-- BEGIN Record excerpts --
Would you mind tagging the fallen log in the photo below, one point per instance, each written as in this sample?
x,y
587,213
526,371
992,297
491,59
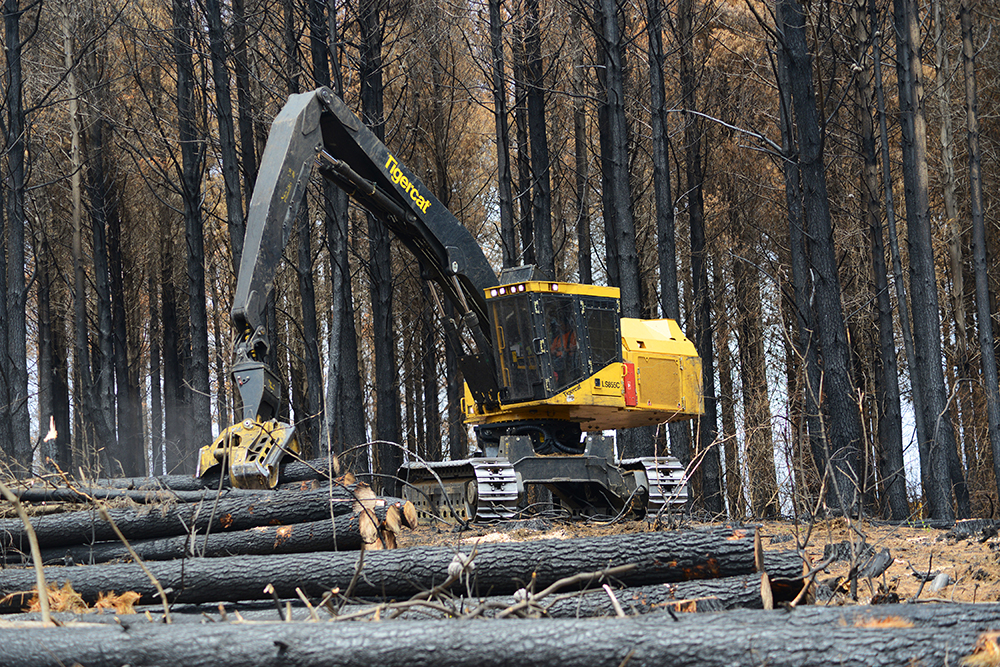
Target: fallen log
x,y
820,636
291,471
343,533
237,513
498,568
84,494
-- END Record excerpts --
Set problem>
Retype all of the lines above without changing them, and leave the picture out of your copy.

Final result>
Would you mind tagging the fallen log in the photo below, one point per instance, each written as in this sample?
x,y
587,213
526,371
992,297
491,59
Target: fallen log
x,y
820,636
291,471
343,533
237,513
498,568
84,494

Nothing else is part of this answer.